*Instruction A*. Rewrite the paragraph in the pen-turning thread that starts "Here are two from the Box Pass" as a short bulleted list that keeps its main facts.
*Instruction B*. List every post header in the pen-turning thread, giving the poster's name and date for each, in order.
*Instruction C*. Write what comes next in the pen-turning thread, picking up after the last line shown.

*Source excerpt*.
# Two from Pen Turners Box Pass



## BarbS (May 30, 2012)

Here are two from the Box Pass; one in Marblewood and one in Canary wood. I was disappointed in the Slimline kits, because I'm a Newbie at this and the kit did not warn me ahead of time to add in a center band in any way. I actually find them quite ugly, but only saw it when I pressed them together at the end. They are my prototypes of Slims, I guess, and I'll give them to young grandkids as birthday presents, (9 and 7) then make them better ones as they get older and can appreciate them. I loved using the woods. Just too dumb to see ahead of time what wood on wood would look like, twisting against itself! 

[attachment=6192]


----------



## Kevin (May 30, 2012)

Barb, my wife said the same about many pen kits. Terrible instructions. I can assure you many pepper mill mechanisms are no better.

Like you I don't care for the fat upper and lower sections that taper down dramatically in the middle. My eye is drawn to the bigger pens that are just subtly tapered to the middle. I wouldn't have said any of that if you did not also say you don't care for that look!

But you did a fine job on turning these pens they are beautifully executed.


----------



## BarbS (May 30, 2012)

Kevin said:


> Barb, my wife said the same about many pen kits. Terrible instructions. I can assure you many pepper mill mechanisms are no better.

*Raw data*.
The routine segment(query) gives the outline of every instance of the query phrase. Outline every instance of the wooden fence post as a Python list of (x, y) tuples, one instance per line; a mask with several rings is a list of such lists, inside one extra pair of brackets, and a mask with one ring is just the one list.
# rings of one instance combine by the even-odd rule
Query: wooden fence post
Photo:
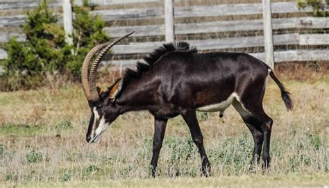
[(272, 33), (272, 12), (271, 10), (271, 0), (262, 0), (263, 4), (263, 26), (265, 46), (265, 62), (274, 68), (274, 55), (273, 49)]
[(62, 0), (63, 6), (63, 22), (65, 31), (66, 42), (69, 45), (73, 44), (73, 19), (72, 19), (72, 4), (71, 0)]
[(175, 40), (173, 0), (164, 0), (164, 22), (166, 42), (173, 42)]

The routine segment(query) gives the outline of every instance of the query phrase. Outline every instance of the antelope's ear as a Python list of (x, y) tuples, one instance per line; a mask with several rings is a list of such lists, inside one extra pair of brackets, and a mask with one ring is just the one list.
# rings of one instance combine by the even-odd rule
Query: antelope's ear
[(122, 78), (119, 80), (119, 81), (112, 87), (111, 91), (110, 92), (109, 98), (111, 99), (115, 99), (117, 96), (120, 93), (121, 89), (122, 89)]
[(99, 95), (101, 95), (104, 92), (104, 91), (103, 91), (103, 89), (98, 86), (96, 87), (96, 89), (97, 89), (97, 93), (99, 93)]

*Exercise answer A*.
- Two pens from the Box Pass: one in Marblewood, one in Canary wood.
- The Slimline kits disappointed her. As a newbie, she got no warning from the kit to add a center band.
- She finds the pens quite ugly but only noticed once she pressed them together at the end.
- She sees them as her Slimline prototypes and will give them to her young grandkids (9 and 7) as birthday presents, then make them better ones as they get older.
- She loved using the woods but didn't foresee how wood on wood, twisting against itself, would look.

*Exercise answer B*.
- BarbS (May 30, 2012)
- Kevin (May 30, 2012)
- BarbS (May 30, 2012)

*Exercise answer C*.
> 
> Like you I don't care for the fat upper and lower sections that taper down dramatically in the middle. My eye is drawn to the bigger pens that are just subtly tapered to the middle. I wouldn't have said any of that if you did not also say you don't care for that look!
> 
> But you did a fine job on turning these pens they are beautifully executed.



Thanks, Kevin. Truth is, I never wanted to do pens because all I'd seen in the past were some bad examples of 'wasp-waisted' pens that seemed ill-balanced (not any here.) When I saw a single barrel type I was enchanted. Now I can do those, and just have to learn to properly design and use the Slimline kits, adding in features that make them attractive to my eye. Sure would have been nicer to be forewarned! But that's what prototypes are all about. At least I have plenty of good blanks now, thanks to Woodbarter!


----------



## BassBlaster (May 30, 2012)

I actually prefer what you turned over a normal slim line. I dont care for slim lines much at all but I definately dont like the cheap looking center bands that come with them.

Just curious what kind of kit you used? The slimlnes I have made came with a centerband that could be added or removed just by taking the top barrel back off. Did yours not come with a band?


----------



## arkie (May 30, 2012)

BassBlaster said:


> I actually prefer what you turned over a normal slim line. I dont care for slim lines much at all but I definately dont like the cheap looking center bands that come with them.
> 
> Just curious what kind of kit you used? The slimlnes I have made came with a centerband that could be added or removed just by taking the top barrel back off. Did yours not come with a band?



For slims, I prefer the "fancy" slim that has a sculpted center band. It is far more forgiving of minor errors in fit than the flat band on other kits. I also find myself liking the dark black trim on most woods much better than the gold.


----------



## BarbS (May 30, 2012)

BassBlaster said:


> I actually prefer what you turned over a normal slim line. I dont care for slim lines much at all but I definately dont like the cheap looking center bands that come with them.
> 
> Just curious what kind of kit you used? The slimlnes I have made came with a centerband that could be added or removed just by taking the top barrel back off. Did yours not come with a band?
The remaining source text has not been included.